• [TASK TO COMPLETE]
Render only the lines of the data below that start with the line containing "Detect concrete floor." and run through the line containing "110, 74, 300, 102" as a JSON list of strings, one string per line, with blank lines left out.

-- start GIVEN INFORMATION --

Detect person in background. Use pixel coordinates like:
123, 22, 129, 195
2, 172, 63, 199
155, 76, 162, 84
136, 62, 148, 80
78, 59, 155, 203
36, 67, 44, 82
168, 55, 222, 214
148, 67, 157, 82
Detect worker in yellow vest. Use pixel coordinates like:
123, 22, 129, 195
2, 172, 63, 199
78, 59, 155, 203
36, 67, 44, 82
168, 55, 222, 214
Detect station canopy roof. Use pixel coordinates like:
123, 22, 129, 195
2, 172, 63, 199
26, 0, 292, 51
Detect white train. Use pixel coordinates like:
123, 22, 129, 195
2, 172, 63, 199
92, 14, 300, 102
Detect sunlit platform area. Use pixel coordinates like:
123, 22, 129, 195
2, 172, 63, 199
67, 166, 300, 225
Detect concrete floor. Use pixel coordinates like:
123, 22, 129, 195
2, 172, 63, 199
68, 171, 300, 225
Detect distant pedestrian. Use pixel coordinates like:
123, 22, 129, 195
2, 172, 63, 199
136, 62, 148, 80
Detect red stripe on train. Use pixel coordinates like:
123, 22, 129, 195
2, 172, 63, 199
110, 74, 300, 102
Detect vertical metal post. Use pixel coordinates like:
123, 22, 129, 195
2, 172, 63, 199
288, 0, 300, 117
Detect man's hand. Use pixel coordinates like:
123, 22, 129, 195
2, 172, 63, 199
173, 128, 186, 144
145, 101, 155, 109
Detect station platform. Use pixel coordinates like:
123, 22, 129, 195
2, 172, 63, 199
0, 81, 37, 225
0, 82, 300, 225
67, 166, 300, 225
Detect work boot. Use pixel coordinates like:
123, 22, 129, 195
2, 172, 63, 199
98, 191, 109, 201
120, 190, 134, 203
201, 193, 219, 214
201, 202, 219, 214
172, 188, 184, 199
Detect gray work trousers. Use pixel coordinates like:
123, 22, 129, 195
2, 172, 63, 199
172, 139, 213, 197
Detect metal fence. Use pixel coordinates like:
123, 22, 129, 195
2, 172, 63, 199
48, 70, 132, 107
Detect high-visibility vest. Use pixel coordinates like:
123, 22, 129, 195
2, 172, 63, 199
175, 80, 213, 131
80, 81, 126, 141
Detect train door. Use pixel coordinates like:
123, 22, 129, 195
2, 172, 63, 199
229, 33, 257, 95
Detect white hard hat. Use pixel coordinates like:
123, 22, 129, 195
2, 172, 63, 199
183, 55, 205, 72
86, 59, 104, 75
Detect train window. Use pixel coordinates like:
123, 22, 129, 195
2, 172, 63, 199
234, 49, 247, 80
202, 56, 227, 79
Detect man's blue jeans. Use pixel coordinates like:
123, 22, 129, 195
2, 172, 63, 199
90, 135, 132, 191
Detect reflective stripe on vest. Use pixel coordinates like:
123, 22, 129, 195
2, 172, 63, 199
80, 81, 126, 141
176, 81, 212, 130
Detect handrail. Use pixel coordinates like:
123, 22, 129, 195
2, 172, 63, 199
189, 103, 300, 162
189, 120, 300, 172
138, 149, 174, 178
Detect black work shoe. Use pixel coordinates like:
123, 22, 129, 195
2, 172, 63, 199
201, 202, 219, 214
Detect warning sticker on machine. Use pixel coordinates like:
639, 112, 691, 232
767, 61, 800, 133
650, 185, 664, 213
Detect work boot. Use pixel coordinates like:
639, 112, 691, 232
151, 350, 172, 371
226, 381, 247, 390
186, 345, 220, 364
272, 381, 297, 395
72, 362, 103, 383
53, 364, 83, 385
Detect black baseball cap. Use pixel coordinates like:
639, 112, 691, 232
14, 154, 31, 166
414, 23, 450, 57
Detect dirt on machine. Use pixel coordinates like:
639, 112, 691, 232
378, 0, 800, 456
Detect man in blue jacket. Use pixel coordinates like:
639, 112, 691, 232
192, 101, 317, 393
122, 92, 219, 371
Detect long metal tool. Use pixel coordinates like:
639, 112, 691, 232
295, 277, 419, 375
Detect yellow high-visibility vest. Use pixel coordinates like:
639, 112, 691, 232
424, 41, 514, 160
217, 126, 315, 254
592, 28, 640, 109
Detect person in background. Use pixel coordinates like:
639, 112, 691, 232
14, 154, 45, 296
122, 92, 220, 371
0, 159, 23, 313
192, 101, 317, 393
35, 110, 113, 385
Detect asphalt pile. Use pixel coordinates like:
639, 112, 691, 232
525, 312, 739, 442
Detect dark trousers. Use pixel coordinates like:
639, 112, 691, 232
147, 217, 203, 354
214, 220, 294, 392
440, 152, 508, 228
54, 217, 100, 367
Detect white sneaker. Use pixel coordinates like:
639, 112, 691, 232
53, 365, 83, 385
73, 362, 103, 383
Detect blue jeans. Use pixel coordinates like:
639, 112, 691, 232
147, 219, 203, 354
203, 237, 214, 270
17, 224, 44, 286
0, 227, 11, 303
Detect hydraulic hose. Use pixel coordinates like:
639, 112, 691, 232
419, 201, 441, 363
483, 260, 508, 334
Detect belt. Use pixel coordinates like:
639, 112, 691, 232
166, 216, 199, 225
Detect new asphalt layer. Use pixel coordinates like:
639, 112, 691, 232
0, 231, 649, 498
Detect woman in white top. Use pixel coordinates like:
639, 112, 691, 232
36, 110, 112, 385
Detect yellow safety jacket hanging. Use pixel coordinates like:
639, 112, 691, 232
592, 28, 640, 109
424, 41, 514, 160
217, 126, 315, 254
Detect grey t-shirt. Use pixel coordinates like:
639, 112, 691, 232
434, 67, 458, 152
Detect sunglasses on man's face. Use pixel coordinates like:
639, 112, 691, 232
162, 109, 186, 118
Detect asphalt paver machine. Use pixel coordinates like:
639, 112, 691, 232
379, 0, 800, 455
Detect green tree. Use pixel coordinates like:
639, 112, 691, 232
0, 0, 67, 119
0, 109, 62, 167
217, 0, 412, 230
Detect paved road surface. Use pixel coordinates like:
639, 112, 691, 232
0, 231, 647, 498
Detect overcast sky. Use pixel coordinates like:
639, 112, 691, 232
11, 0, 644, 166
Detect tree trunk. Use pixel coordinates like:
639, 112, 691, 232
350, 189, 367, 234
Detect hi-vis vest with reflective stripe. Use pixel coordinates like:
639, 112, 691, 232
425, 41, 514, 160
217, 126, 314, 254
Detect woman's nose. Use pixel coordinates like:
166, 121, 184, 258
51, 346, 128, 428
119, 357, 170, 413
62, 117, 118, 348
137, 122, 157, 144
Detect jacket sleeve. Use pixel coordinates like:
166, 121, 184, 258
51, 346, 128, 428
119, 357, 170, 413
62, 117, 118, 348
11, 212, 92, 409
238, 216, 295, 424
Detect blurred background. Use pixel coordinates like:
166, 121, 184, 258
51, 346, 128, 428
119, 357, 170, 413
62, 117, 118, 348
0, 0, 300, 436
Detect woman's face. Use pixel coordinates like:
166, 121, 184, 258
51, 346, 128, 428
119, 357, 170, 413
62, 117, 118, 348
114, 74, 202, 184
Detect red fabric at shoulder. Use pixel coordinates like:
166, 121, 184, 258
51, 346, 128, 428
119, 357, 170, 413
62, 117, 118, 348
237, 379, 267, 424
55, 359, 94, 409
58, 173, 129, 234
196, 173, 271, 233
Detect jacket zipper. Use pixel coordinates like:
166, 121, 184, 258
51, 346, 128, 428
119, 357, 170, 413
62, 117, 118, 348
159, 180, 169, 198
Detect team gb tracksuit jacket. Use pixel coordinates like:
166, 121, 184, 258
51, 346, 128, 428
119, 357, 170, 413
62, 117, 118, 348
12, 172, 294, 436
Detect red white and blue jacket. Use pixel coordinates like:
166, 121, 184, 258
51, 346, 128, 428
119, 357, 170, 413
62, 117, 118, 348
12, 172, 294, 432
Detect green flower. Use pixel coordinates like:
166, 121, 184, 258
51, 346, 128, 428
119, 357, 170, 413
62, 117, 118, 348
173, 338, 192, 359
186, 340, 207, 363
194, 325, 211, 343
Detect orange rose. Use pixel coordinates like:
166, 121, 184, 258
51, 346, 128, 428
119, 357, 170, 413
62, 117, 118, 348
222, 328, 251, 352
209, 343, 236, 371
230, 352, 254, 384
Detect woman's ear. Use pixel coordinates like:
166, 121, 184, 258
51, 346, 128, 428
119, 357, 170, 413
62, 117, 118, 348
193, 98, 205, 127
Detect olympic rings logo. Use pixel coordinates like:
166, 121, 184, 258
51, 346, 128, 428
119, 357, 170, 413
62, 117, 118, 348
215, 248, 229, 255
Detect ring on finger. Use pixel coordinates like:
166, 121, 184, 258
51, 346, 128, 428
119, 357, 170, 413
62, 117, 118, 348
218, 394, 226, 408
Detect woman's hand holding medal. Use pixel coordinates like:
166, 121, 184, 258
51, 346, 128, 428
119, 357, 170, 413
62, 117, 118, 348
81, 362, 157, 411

-- end GIVEN INFORMATION --

• [SOLUTION FOR THIS TASK]
[
  "Detect concrete floor. Use pixel coordinates like:",
  "123, 22, 129, 195",
  "2, 172, 63, 199",
  "68, 171, 300, 225",
  "Detect distant pedestrian. Use pixel coordinates like:",
  "123, 22, 129, 195",
  "2, 172, 63, 199",
  "136, 62, 148, 80",
  "Detect red stripe on train. Use pixel coordinates like:",
  "123, 22, 129, 195",
  "2, 172, 63, 199",
  "110, 74, 300, 102"
]